» **What you are asked to do**
Extract every line below that contains the string "bark", copying each one in full. Matching is case-sensitive.

#### Data shown ####

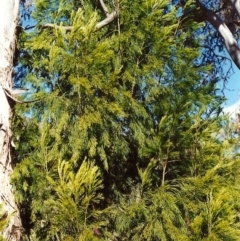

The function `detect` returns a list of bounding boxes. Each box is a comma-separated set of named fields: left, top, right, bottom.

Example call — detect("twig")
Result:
left=40, top=0, right=119, bottom=33
left=3, top=88, right=40, bottom=104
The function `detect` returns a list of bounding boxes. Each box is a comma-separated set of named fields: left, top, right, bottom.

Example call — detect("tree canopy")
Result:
left=7, top=0, right=240, bottom=241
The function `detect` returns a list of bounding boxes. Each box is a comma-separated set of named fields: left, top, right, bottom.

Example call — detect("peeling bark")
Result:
left=200, top=3, right=240, bottom=69
left=0, top=0, right=21, bottom=241
left=40, top=0, right=119, bottom=32
left=230, top=0, right=240, bottom=17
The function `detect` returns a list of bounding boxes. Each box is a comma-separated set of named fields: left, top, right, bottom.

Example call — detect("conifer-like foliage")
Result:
left=12, top=0, right=240, bottom=241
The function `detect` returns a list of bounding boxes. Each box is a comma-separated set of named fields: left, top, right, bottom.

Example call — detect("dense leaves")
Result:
left=12, top=0, right=240, bottom=241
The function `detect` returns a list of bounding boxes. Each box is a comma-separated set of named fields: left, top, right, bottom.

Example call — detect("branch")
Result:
left=99, top=0, right=109, bottom=17
left=199, top=0, right=240, bottom=69
left=40, top=0, right=119, bottom=32
left=3, top=88, right=40, bottom=104
left=230, top=0, right=240, bottom=17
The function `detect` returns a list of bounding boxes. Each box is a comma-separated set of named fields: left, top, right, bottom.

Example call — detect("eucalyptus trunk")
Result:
left=0, top=0, right=21, bottom=241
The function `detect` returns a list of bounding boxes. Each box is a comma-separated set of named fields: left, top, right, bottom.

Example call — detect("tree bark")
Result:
left=0, top=0, right=21, bottom=241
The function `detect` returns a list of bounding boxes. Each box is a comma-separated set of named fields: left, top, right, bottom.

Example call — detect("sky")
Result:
left=224, top=64, right=240, bottom=106
left=221, top=64, right=240, bottom=119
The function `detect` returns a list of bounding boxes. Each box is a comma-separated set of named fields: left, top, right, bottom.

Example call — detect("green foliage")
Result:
left=12, top=0, right=239, bottom=241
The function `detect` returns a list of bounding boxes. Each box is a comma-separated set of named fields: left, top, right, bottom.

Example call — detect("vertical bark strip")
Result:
left=0, top=0, right=21, bottom=241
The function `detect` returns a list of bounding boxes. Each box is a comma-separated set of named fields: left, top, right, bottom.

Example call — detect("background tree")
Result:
left=0, top=0, right=21, bottom=240
left=177, top=0, right=240, bottom=78
left=12, top=0, right=239, bottom=241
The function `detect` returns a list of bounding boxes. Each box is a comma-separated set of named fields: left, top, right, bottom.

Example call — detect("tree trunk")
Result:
left=0, top=0, right=21, bottom=241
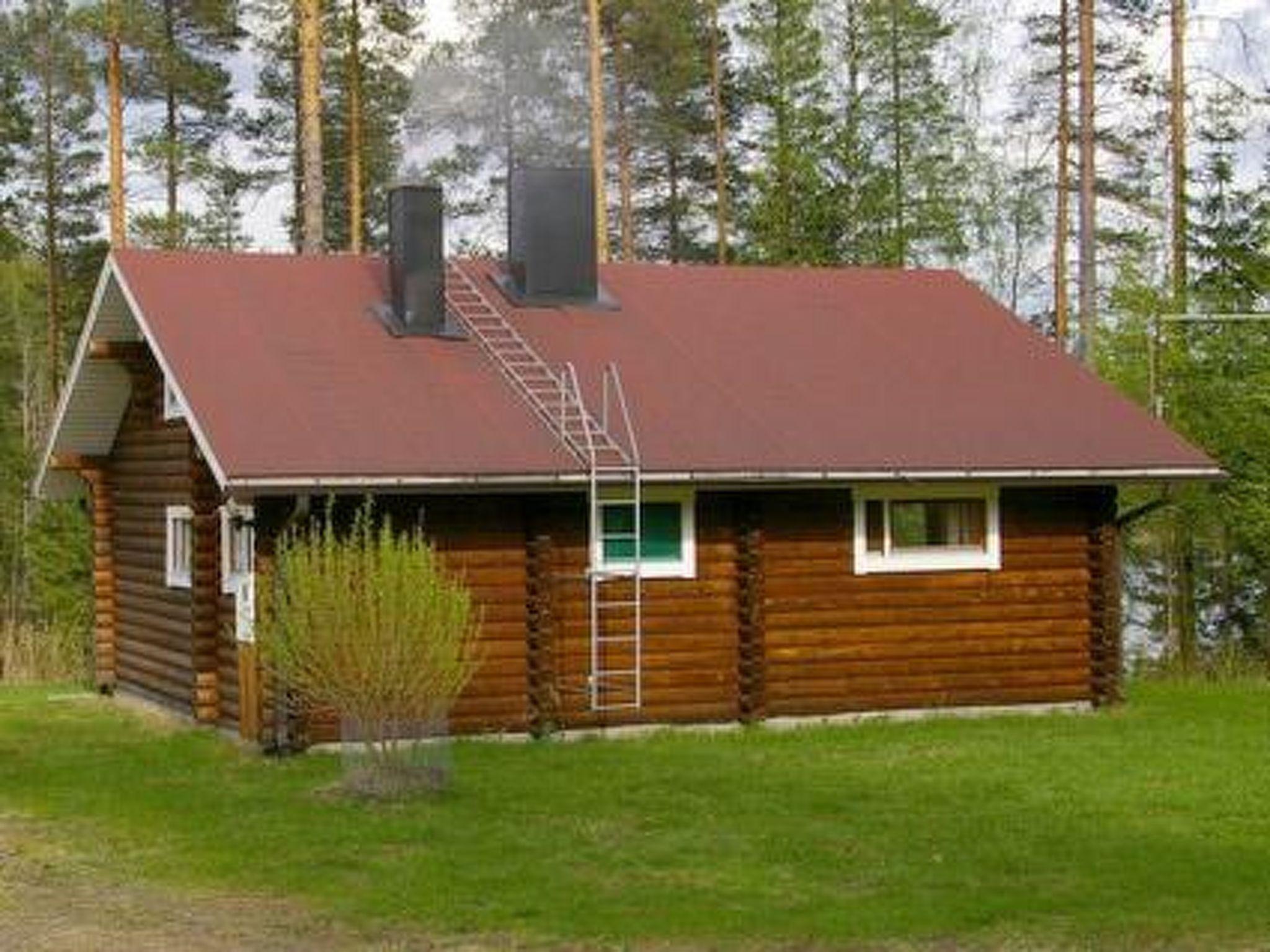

####

» **Expected output**
Example call — detect("peeling bark")
Example call — detect("tree bark")
Example call — detect("vertical bark strip")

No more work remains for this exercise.